┌─ Data supplied

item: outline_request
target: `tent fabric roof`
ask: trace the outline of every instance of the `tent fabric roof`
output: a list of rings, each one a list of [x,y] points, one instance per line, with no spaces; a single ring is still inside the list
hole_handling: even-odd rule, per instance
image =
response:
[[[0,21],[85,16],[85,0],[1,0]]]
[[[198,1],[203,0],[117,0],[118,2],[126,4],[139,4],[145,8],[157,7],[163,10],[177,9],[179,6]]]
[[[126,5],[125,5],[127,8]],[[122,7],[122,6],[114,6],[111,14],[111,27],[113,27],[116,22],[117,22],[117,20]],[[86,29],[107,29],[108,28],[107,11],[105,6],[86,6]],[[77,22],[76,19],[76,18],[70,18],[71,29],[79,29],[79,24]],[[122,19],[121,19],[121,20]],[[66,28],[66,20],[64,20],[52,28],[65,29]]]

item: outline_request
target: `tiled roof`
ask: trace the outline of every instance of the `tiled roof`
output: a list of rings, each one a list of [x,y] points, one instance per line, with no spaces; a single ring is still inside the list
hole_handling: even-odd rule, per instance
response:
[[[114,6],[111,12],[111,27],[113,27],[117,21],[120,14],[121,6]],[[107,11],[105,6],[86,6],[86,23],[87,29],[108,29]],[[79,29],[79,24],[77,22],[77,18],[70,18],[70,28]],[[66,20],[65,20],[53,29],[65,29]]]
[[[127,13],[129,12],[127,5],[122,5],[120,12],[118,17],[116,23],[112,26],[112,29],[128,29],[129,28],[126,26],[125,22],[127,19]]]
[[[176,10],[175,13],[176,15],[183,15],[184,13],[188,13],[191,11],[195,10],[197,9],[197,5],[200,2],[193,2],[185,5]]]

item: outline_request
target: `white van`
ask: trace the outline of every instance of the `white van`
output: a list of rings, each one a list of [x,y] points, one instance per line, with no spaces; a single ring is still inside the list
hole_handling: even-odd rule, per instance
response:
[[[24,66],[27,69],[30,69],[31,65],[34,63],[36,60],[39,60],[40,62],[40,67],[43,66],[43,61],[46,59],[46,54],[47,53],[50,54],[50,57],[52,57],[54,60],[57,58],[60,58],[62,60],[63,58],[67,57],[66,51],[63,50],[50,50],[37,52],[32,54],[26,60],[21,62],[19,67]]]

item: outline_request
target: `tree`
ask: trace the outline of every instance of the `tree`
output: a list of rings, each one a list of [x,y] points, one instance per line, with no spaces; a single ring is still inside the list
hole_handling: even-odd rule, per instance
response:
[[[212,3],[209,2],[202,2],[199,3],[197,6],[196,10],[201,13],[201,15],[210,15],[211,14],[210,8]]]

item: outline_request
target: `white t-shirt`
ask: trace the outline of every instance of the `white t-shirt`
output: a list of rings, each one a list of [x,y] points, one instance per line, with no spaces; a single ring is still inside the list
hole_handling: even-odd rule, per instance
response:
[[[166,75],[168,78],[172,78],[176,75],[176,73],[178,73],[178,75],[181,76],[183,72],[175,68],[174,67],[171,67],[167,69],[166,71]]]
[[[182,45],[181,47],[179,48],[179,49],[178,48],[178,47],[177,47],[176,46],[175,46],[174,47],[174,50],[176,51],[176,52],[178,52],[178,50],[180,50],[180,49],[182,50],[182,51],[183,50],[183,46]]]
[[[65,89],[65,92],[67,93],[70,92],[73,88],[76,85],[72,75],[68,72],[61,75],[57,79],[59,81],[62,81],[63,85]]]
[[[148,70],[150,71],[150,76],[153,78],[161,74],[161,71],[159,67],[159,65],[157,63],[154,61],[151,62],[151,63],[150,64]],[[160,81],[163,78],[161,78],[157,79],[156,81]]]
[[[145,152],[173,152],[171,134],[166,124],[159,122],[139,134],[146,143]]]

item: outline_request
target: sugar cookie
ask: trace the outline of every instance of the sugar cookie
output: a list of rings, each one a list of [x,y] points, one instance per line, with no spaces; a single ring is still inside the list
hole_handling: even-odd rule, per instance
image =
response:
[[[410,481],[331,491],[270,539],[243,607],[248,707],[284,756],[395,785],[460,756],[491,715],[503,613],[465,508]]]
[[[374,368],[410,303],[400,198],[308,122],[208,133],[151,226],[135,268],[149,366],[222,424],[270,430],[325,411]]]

└─

Written request | Your task is to return the full listing exactly as it was given.

The reply |
item: outline_request
target: `tent fabric roof`
ask: trace the outline of every instance of the `tent fabric roof`
output: a list of rings, each one a list of [x,y] points, one instance per line, with no spaces; a single ring is still inside the list
hole_handling: even-odd rule, per instance
image =
response:
[[[0,21],[85,16],[85,0],[1,0]]]
[[[198,1],[203,0],[117,0],[118,2],[126,4],[139,4],[145,8],[157,7],[163,10],[177,9],[179,6]]]
[[[126,5],[125,5],[127,8]],[[122,7],[122,6],[114,6],[111,14],[111,27],[113,27],[116,22],[117,22],[117,20]],[[86,29],[107,29],[108,28],[107,11],[105,6],[86,6]],[[77,22],[76,19],[76,18],[70,18],[71,29],[79,29],[79,24]],[[122,19],[121,19],[121,20]],[[66,28],[66,20],[64,20],[52,28],[65,29]]]

item: outline_request
target: `tiled roof`
ask: trace the outline of every instance of the `tiled roof`
output: a list of rings, each one a list of [x,y] points, one instance per line, with no spaces; a single ring is still inside the list
hole_handling: even-odd rule, per instance
response:
[[[114,6],[111,12],[111,27],[113,27],[117,21],[120,14],[121,6]],[[107,11],[105,6],[86,6],[86,23],[87,29],[108,29]],[[79,29],[79,24],[77,22],[77,18],[70,18],[70,28]],[[66,20],[65,20],[53,29],[65,29]]]
[[[127,13],[129,12],[127,5],[122,5],[120,12],[118,17],[116,23],[112,26],[112,29],[128,29],[129,28],[126,26],[125,22],[127,19]]]
[[[176,10],[175,13],[176,15],[183,15],[184,13],[188,13],[191,11],[195,10],[197,9],[197,5],[200,2],[193,2],[185,5]]]

item: outline_request
target: `white van`
ask: trace the outline of every instance of the `white van`
output: a list of rings, each one a list of [x,y] points, one instance per line, with no spaces; a single ring is still inside the list
hole_handling: even-odd rule, per instance
response:
[[[24,66],[27,69],[30,69],[31,65],[34,63],[36,60],[39,60],[40,62],[40,67],[43,66],[43,61],[46,59],[46,54],[47,53],[50,54],[50,57],[52,57],[54,60],[57,58],[60,58],[62,60],[63,58],[67,57],[66,51],[63,50],[50,50],[37,52],[32,54],[26,60],[21,62],[19,67]]]

item: outline_request
target: `tree`
ask: trace the outline of every instance of the `tree`
output: a list of rings, each one a list of [x,y] points, one instance per line, with no spaces; a single ring is still inside the list
hole_handling: even-odd rule, per instance
response:
[[[212,3],[209,2],[202,2],[199,3],[197,6],[196,10],[201,13],[201,15],[210,15],[211,14],[210,8]]]

item: outline_request
target: `white t-shirt`
ask: trace the outline of every instance of the `white t-shirt`
output: a list of rings, each one a list of [x,y] points, one instance per line, with no spaces; a single ring is still inside the list
hole_handling: even-odd rule, per instance
response:
[[[166,75],[168,78],[172,78],[176,75],[176,73],[178,73],[178,75],[181,76],[183,72],[175,68],[174,67],[171,67],[167,69],[166,71]]]
[[[182,45],[181,47],[179,48],[179,49],[178,48],[178,47],[177,47],[176,46],[175,46],[174,47],[174,50],[176,51],[176,52],[178,52],[178,50],[180,50],[180,49],[182,50],[182,51],[183,50],[183,46]]]
[[[65,89],[65,92],[67,93],[70,92],[73,88],[76,85],[72,75],[68,72],[61,75],[57,79],[59,81],[62,81],[63,85]]]
[[[148,70],[150,71],[150,76],[153,78],[161,74],[161,71],[159,67],[159,65],[157,63],[154,61],[151,62],[151,63],[150,64]],[[160,81],[163,78],[161,78],[157,79],[156,81]]]
[[[145,152],[173,152],[171,134],[166,124],[159,122],[139,134],[146,143]]]

item: outline_request
target: sugar cookie
ask: trace the outline of every instance of the sugar cookie
output: a list of rings, each one a list of [x,y] points, one instance per line, with no spaces; a single ring is still inside the list
hole_handling: even-odd rule, per instance
image =
response:
[[[410,481],[331,491],[270,539],[243,607],[248,707],[284,756],[395,785],[460,756],[491,715],[503,613],[465,508]]]
[[[374,368],[410,303],[400,198],[308,122],[208,133],[151,226],[135,268],[149,366],[222,424],[270,430],[325,411]]]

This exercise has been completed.